SOURCE DOCUMENT:
____

Oct. 17 (UPI) -- Scientists have discovered a cousin of the cosmic collision that produced the first gravity and light waves to be traced to a common source.
Last year, astronomers triangulated incoming gravity waves to a common source, the merger of two neutron stars. Now, scientists have discovered a direct relative of the gravitational wave event.
The new object, GRB150101B, is a gamma ray burst. Though originally detected by NASA's Neil Gehrels Swift Observatory, astronomers have used Chandra X-ray Observatory, the Hubble Space Telescope and the Discovery Channel Telescope to analyze the object's spectral patterns.
The analysis revealed strong similarities between the spectral signatures of the gamma ray burst and the gravitational wave event.
Astronomers detailed their comparison of the two events in a new paper published this week in the journal Nature Communications.
The data suggests both events were produced by the same kind of cosmic collision, the merger of two neutron stars.
As Chandra, Hubble and the the Discovery Channel Telescope revealed, both events produced a gamma ray burst, as well as bright, blue optical light and X-ray emissions. The events were also both traced to similar galaxies of the same age -- bright elliptical galaxies, both several billion years old.
"We have a case of cosmic look-alikes," Geoffrey Ryan, a postdoctoral researcher at the University of Maryland and a fellow at the Joint Space-Science Institute, said in a news release. "They look the same, act the same and come from similar neighborhoods, so the simplest explanation is that they are from the same family of objects."

____

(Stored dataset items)
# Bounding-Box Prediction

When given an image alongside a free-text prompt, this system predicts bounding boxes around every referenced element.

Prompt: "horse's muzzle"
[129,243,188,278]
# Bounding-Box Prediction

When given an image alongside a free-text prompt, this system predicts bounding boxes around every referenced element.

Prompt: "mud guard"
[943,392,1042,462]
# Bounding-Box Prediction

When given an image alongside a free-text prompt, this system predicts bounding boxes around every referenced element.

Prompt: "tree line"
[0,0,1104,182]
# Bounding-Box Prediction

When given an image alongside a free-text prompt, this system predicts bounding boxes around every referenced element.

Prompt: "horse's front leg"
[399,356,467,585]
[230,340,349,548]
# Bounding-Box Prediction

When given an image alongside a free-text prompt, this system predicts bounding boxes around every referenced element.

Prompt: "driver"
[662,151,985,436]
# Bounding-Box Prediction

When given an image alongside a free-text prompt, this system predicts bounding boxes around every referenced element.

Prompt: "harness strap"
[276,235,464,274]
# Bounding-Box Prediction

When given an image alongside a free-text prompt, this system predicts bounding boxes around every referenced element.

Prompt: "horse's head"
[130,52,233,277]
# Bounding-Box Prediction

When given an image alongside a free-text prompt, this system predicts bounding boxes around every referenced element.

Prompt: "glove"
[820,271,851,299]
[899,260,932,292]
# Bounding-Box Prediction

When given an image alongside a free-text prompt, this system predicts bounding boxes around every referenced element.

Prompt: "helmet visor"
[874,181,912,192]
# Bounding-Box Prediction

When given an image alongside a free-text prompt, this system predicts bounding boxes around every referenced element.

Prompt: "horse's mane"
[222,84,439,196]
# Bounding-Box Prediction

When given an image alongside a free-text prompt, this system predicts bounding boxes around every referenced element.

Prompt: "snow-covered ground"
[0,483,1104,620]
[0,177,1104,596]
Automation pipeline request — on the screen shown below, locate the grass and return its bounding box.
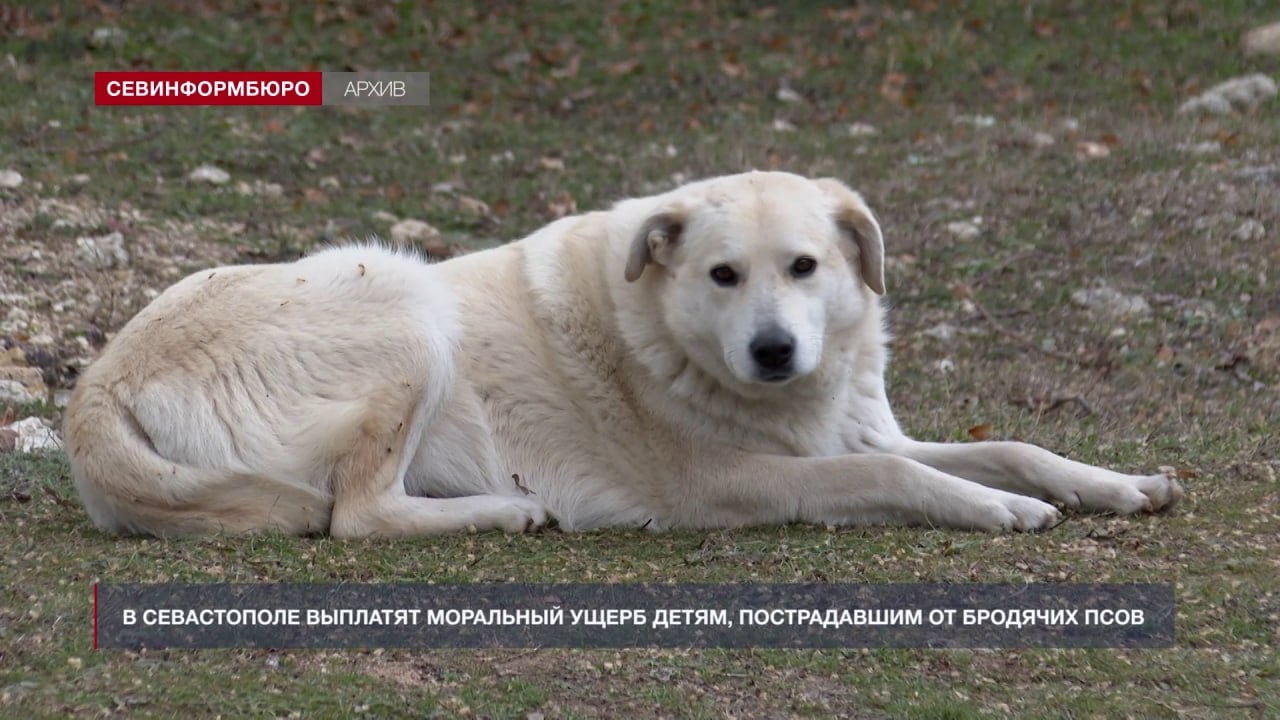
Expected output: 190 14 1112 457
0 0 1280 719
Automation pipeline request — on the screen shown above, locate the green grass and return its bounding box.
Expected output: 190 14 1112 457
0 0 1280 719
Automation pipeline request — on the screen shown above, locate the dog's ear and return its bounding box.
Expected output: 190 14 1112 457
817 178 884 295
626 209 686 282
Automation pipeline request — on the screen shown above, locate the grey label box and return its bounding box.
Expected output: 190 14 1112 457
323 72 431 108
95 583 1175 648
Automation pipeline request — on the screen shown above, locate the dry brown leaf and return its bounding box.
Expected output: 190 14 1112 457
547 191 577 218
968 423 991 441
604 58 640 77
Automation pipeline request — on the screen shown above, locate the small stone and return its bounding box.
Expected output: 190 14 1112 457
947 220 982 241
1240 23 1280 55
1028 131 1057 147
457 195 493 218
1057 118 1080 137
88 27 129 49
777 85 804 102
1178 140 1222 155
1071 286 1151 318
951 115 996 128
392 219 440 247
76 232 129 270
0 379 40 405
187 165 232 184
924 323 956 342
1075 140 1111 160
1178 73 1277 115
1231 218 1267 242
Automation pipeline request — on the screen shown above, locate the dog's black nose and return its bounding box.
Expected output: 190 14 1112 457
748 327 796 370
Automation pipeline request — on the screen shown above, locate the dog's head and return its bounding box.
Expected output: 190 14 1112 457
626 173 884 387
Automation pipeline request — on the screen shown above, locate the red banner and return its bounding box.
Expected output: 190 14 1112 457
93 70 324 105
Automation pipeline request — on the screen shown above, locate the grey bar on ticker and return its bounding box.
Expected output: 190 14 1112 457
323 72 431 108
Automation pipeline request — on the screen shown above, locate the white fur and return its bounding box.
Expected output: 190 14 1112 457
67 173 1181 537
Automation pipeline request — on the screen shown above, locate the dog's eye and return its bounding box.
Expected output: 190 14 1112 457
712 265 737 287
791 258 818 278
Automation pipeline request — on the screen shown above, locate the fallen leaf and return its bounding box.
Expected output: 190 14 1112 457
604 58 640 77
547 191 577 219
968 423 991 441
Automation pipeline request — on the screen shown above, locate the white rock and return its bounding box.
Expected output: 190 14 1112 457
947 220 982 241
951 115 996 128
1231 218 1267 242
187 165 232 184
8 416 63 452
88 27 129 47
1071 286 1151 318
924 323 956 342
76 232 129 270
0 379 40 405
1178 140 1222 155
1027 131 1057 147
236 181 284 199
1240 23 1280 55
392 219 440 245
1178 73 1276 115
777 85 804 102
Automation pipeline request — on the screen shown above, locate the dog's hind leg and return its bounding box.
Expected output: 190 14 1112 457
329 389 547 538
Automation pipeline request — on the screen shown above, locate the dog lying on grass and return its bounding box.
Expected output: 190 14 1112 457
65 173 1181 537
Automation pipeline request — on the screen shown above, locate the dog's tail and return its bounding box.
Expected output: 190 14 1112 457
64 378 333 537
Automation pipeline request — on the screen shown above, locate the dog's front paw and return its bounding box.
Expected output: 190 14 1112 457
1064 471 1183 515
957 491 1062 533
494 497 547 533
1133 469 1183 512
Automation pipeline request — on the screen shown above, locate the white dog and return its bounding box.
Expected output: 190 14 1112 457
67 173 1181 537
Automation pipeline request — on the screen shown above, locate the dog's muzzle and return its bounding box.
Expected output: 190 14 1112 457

____

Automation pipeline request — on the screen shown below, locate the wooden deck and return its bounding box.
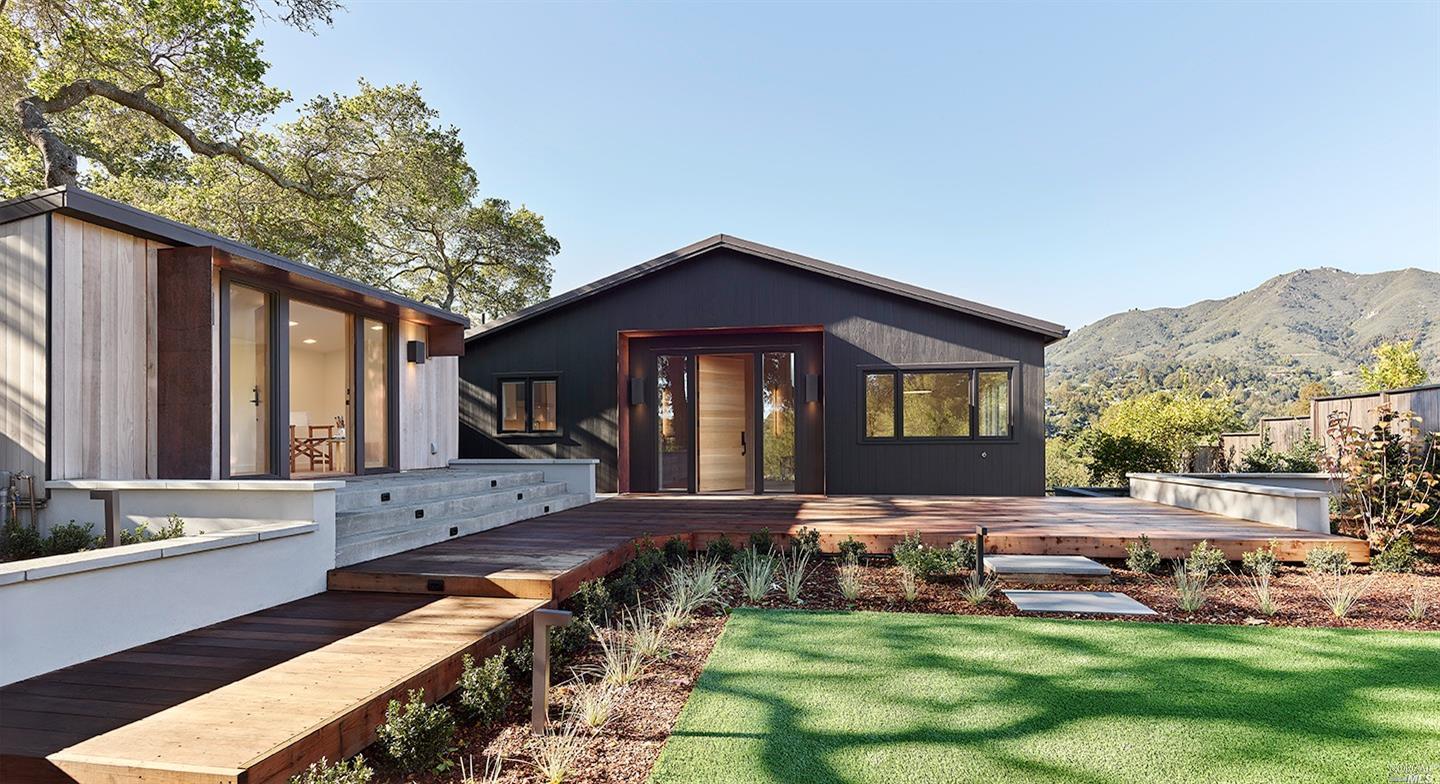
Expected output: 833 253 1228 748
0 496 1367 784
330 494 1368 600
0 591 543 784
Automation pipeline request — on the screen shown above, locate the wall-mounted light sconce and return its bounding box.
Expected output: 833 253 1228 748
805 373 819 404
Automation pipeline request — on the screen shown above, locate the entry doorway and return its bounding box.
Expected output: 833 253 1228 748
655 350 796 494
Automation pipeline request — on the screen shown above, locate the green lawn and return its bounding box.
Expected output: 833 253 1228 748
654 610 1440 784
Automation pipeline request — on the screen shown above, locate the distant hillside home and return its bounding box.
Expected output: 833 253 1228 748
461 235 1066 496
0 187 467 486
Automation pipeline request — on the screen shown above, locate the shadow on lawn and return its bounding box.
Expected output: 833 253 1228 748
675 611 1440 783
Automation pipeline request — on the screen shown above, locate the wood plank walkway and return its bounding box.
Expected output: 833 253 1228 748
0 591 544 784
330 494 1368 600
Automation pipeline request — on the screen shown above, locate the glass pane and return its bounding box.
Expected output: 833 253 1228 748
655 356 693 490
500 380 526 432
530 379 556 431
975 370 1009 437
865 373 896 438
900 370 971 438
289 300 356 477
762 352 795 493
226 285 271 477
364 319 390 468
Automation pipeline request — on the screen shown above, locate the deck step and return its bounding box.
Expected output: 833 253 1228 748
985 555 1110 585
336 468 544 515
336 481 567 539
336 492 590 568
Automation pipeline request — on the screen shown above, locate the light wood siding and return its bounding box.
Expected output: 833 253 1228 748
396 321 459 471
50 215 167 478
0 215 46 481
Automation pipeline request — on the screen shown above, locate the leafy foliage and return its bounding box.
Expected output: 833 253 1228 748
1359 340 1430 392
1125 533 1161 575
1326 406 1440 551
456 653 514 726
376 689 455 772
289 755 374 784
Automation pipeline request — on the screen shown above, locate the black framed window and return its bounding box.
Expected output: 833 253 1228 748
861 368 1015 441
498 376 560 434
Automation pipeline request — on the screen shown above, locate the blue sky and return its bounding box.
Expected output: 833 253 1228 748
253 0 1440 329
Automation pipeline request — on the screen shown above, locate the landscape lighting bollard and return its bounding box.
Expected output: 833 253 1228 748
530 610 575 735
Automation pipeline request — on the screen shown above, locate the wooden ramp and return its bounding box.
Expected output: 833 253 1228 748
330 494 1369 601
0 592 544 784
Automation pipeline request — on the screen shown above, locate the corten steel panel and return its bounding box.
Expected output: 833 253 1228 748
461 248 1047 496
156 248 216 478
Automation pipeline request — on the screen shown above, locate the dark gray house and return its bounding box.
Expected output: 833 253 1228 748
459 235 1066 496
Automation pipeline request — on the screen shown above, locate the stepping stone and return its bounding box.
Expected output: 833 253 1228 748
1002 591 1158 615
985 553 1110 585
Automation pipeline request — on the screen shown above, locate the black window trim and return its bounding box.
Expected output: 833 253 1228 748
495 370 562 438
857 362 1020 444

____

EXERCISE BRIEF:
Can you reproduce the passage of the gamma ray burst article between "Oct. 17 (UPI)" and "journal Nature Communications.", inclusive? You can set the records aside; they play no part here.

PROBLEM SOLUTION:
Oct. 17 (UPI) -- Scientists have discovered a cousin of the cosmic collision that produced the first gravity and light waves to be traced to a common source.
Last year, astronomers triangulated incoming gravity waves to a common source, the merger of two neutron stars. Now, scientists have discovered a direct relative of the gravitational wave event.
The new object, GRB150101B, is a gamma ray burst. Though originally detected by NASA's Neil Gehrels Swift Observatory, astronomers have used Chandra X-ray Observatory, the Hubble Space Telescope and the Discovery Channel Telescope to analyze the object's spectral patterns.
The analysis revealed strong similarities between the spectral signatures of the gamma ray burst and the gravitational wave event.
Astronomers detailed their comparison of the two events in a new paper published this week in the journal Nature Communications.